Monday, July 30, 2012

Tree, speak to me.

I retrace my childhood memories through the majestic trees that surround me.
Each, with its own story, of branches bent, barks stripped, small limbs climbing, of bees stinging while fruit picking.
Yes, I remember these trees like it was yesterday.
If they could speak, they would cry and laugh and tell about the children that gathered under their branches, etching boys name into its living seeping skin.
The mango tree would have told of losing its fruit before it ripened.
Of fruit bats dangling off branches, seeking refuge after the cyclone.
And the avocado tree that grew so high and wide, when it bore fruit it fell and covered the ground.
Attracting birds and tourists and worms and enterprising children keen to sell a basket for a $1.
I think back of the eucalyptus that greeted us every morning, shedding its leaves and withered bark for us to pick off the ground.
I remember the day my uncle decided to cut that beauty to the ground, to turn into posts of our house in Fagamalo.
And then finding those very posts, lying unused by the house, ...because they were never really needed.
One dumb human decision and we wake up to nothing but a lifeless tree stump.
Rest in peace Eucalyptus tree.
But the one with the colourful stories, is the coconut that stood proudly at the back, away from the houses, and the prying eyes of nosey adults.

RECORD EXCERPTS »
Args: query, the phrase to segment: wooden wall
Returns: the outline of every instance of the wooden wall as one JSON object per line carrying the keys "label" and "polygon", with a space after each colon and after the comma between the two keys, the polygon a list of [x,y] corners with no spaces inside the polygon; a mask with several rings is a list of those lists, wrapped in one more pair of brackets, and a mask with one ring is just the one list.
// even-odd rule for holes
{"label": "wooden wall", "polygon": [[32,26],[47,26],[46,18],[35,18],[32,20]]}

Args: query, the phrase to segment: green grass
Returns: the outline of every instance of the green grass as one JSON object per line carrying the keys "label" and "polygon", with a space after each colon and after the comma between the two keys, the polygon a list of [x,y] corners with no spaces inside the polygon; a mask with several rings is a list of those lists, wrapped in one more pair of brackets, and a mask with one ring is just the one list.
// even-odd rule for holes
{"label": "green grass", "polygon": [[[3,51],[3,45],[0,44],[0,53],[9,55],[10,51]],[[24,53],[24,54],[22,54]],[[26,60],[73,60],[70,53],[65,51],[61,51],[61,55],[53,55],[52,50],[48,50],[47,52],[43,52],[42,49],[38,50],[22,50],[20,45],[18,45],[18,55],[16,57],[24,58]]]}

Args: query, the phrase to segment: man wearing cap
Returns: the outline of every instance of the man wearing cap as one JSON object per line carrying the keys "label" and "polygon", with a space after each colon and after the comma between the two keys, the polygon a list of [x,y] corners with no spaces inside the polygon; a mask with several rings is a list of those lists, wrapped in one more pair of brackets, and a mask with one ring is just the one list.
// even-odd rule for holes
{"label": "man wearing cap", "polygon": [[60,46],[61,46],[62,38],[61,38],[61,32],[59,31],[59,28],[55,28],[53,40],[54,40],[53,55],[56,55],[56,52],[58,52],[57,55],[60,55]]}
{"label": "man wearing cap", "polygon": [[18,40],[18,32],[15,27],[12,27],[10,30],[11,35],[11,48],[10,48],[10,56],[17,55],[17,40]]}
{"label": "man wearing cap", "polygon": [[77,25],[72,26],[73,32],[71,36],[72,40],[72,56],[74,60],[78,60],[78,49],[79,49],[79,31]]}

EXERCISE REQUIREMENTS » Reproduce word for word the part of the post about childhood trees starting with "And the avocado" and going on through "house in Fagamalo.". The listing is separate material, not part of the post about childhood trees.

TASK RESULT »
And the avocado tree that grew so high and wide, when it bore fruit it fell and covered the ground.
Attracting birds and tourists and worms and enterprising children keen to sell a basket for a $1.
I think back of the eucalyptus that greeted us every morning, shedding its leaves and withered bark for us to pick off the ground.
I remember the day my uncle decided to cut that beauty to the ground, to turn into posts of our house in Fagamalo.